__GIVEN REQUEST 1__
Print the part of the book review from "In On Bullfighting, which" up to and including "Oprah could love.".
__GIVEN REQUEST 2__
List every country that the book review mentions.

Finally, a bullfight book for women.

On Bullfighting, by A.L. Kennedy. Anchor, $11.

In Spain, aguantar refers to the ability to maintain grace under fire, the ability to deal with difficult situations without breaking down. It's a required quality in matadors. Writers, unfortunately, face no such requirement.

In On Bullfighting, which was released in England in 1999 to glowing reviews and appears in the U.S. for the first time now, author A.L. Kennedy displays a shameful lack of aguantar. A fine writer and a good reporter, Kennedy can't resist marring her narrative with frequent, elaborate references to her own physical and emotional problems.

On Bullfighting is the first bullfight book for women, a book even Oprah could love.

The narrative opens with Kennedy--blocked, bored, depressed, and infirm--getting ready to take a dive from her apartment window. Instead, to "see if she can still write," she takes an assignment to cover bullfighting in Spain. On assignment, she proves herself a fine reporter. When she's on subject--bullfighting, that is--she's colorful and fair-minded, and her occasional technical inaccuracies will offend only sensitive afficcionados like me.

__ENTRIES SHOWN__
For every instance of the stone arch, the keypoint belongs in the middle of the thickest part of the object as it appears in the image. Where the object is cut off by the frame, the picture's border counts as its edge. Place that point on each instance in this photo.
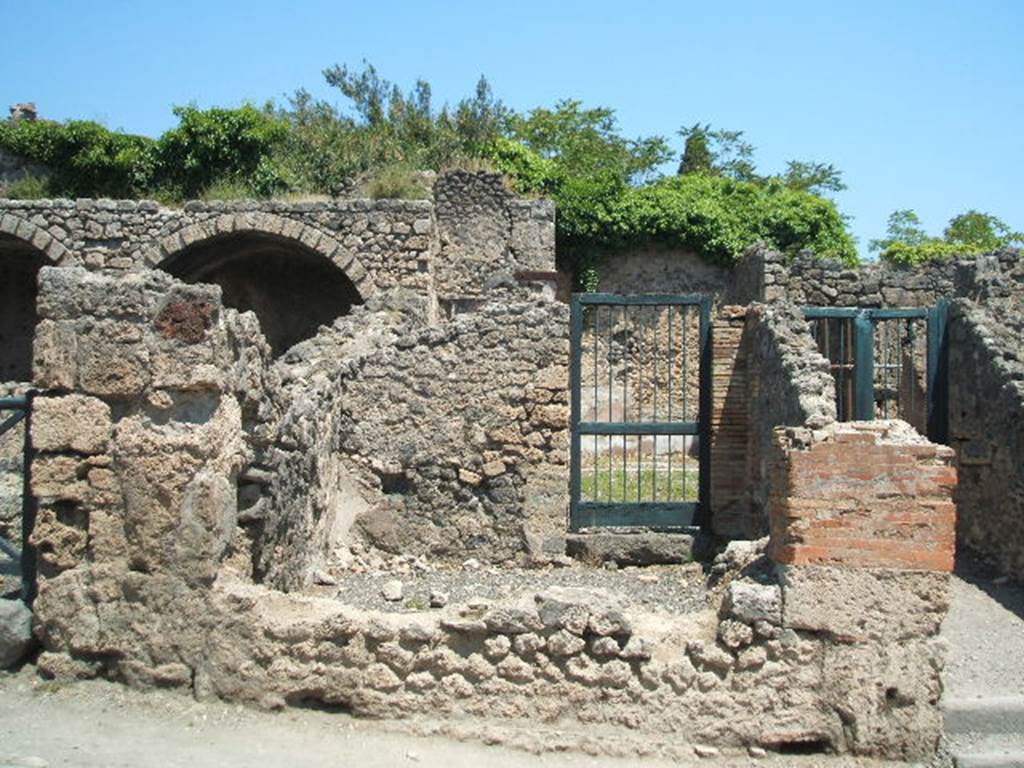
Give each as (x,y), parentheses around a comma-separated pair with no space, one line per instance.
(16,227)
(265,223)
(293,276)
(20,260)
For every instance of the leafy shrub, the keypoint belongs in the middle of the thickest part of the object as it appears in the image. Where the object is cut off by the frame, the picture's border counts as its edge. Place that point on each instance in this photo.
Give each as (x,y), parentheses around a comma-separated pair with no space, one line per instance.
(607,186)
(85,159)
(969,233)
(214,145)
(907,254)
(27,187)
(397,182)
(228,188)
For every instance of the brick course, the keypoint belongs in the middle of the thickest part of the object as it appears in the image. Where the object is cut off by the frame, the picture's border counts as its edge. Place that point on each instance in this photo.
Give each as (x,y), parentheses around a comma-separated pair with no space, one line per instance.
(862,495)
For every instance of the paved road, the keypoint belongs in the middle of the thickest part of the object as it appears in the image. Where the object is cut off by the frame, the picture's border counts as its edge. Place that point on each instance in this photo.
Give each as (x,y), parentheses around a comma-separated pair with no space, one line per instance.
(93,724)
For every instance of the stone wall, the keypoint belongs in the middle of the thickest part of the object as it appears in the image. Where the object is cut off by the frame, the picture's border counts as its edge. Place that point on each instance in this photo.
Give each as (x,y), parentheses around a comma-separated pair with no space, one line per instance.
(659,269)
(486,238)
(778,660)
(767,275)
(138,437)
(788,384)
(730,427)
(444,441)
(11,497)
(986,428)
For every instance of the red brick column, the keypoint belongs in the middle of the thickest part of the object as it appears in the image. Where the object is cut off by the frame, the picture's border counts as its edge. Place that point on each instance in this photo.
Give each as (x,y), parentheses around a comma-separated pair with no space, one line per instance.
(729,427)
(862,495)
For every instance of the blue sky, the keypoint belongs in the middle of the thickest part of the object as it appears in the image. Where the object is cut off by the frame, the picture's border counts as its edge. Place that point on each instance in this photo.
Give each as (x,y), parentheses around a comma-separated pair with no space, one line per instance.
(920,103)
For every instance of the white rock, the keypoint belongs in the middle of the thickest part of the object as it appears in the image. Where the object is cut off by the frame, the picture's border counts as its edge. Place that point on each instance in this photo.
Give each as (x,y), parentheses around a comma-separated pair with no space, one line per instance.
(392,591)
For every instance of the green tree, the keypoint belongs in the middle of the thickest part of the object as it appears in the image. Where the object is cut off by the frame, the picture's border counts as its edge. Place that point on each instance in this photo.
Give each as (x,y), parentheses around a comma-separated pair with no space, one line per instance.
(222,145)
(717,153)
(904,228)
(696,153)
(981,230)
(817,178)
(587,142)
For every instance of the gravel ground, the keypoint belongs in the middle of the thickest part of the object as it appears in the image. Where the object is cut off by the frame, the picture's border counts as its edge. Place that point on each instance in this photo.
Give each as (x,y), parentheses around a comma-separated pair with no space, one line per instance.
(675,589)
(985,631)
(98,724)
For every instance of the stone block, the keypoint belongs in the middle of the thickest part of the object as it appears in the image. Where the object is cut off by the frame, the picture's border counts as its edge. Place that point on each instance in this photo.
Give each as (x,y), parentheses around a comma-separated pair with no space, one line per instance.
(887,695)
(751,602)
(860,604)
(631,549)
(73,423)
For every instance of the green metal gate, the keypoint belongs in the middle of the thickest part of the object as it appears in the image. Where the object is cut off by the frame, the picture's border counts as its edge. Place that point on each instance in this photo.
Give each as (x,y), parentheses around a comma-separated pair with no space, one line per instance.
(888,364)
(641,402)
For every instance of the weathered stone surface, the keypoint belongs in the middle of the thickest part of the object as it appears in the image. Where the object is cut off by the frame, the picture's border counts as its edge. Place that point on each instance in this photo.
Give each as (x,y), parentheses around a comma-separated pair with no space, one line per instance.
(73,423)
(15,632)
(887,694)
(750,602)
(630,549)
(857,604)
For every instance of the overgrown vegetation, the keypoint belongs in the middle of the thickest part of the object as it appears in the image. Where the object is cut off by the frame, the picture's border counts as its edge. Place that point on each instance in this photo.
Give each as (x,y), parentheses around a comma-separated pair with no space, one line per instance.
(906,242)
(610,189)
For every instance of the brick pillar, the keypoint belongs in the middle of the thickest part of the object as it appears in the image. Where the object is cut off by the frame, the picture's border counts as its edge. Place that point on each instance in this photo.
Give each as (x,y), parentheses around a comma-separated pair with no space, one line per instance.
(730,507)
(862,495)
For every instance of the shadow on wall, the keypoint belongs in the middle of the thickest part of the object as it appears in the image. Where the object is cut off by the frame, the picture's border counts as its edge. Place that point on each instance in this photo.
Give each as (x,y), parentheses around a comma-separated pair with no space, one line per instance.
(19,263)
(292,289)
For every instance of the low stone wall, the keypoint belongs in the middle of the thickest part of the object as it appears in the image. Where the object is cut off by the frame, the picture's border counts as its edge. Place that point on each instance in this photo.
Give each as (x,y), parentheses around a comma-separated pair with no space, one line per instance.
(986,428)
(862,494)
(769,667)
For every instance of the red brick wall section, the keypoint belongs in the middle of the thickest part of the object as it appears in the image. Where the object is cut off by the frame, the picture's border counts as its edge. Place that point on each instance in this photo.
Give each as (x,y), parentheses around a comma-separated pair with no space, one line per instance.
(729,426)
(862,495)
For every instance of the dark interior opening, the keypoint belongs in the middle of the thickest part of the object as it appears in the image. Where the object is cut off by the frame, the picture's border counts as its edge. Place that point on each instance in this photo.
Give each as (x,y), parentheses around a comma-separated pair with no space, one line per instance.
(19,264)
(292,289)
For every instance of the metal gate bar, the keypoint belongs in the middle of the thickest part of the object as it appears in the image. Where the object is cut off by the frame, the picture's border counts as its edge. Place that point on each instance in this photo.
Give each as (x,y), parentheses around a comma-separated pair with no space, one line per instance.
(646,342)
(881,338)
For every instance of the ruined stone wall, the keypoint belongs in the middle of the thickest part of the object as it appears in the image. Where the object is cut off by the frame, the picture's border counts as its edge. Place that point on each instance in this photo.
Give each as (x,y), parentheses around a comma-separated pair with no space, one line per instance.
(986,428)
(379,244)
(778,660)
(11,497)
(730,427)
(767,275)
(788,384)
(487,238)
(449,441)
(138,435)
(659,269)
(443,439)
...
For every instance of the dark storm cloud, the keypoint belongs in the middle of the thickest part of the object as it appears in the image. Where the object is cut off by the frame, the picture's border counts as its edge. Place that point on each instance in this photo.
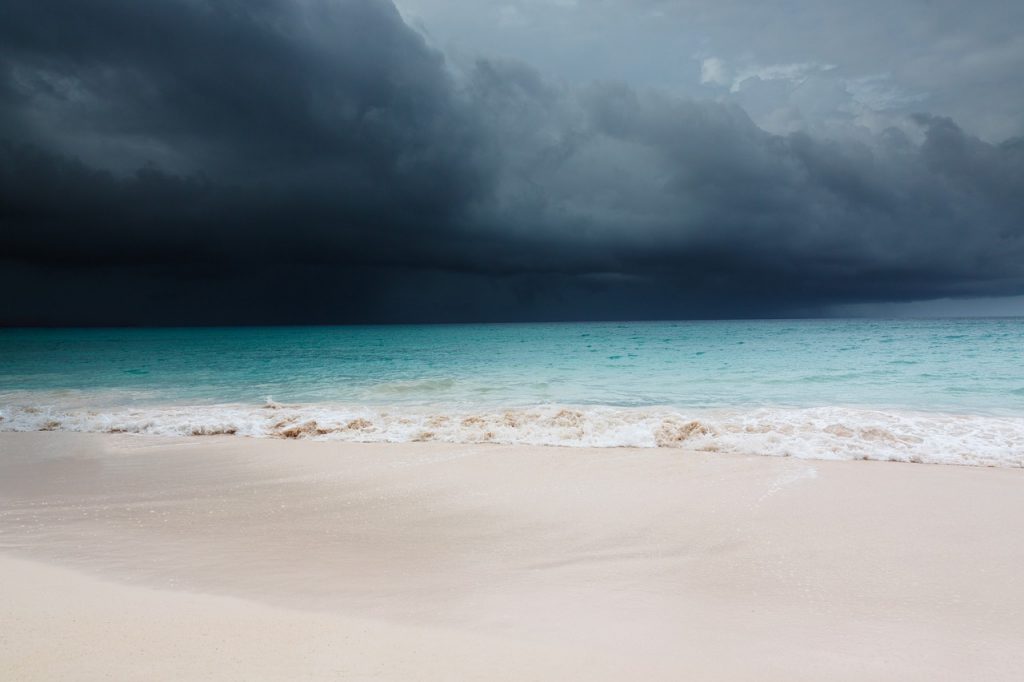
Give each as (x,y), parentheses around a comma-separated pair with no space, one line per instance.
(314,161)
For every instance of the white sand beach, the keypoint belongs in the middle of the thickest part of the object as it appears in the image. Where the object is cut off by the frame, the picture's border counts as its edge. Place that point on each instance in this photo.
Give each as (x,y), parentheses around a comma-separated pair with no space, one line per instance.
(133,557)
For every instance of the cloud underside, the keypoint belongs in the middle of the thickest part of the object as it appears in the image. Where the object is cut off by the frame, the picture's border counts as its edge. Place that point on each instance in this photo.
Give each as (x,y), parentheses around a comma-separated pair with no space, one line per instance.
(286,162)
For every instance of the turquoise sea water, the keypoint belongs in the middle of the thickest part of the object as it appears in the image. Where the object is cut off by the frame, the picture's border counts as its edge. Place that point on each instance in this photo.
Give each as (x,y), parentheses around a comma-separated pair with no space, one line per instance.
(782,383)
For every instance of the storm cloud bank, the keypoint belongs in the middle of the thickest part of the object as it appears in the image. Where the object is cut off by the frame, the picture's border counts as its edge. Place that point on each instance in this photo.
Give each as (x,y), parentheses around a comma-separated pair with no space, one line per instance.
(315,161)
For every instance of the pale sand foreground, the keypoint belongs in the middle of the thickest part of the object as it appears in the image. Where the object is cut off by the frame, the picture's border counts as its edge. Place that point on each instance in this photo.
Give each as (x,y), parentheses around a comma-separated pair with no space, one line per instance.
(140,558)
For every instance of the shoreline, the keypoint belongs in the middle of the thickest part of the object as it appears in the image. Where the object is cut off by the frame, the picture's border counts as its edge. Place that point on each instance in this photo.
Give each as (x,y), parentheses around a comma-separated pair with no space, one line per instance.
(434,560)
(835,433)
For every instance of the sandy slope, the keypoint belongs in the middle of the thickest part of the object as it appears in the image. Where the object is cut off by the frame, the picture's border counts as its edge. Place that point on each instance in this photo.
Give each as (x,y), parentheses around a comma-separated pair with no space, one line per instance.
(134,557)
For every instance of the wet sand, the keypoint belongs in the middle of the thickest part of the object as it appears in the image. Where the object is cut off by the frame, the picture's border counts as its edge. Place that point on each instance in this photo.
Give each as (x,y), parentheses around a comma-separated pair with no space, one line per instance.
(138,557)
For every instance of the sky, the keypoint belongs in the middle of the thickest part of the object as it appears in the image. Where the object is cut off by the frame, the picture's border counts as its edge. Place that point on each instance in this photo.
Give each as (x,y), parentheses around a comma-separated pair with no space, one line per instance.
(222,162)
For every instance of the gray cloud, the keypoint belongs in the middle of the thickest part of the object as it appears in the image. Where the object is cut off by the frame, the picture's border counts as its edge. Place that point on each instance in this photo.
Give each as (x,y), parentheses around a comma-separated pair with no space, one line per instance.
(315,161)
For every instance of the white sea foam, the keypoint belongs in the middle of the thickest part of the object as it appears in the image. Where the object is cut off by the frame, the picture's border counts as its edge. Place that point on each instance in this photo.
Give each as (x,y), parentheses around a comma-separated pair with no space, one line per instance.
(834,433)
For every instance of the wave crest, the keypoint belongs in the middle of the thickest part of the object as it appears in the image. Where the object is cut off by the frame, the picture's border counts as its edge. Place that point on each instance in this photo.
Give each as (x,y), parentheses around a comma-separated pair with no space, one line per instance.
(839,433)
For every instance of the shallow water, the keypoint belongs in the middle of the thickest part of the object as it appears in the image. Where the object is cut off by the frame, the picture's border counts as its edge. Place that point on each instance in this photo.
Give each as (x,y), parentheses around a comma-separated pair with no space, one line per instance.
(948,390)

__CORRECT RESULT 1__
In On Bullfighting, which was released in England in 1999 to glowing reviews and appears in the U.S. for the first time now, author A.L. Kennedy displays a shameful lack of aguantar. A fine writer and a good reporter, Kennedy can't resist marring her narrative with frequent, elaborate references to her own physical and emotional problems.

On Bullfighting is the first bullfight book for women, a book even Oprah could love.

__CORRECT RESULT 2__
Spain
England
U.S.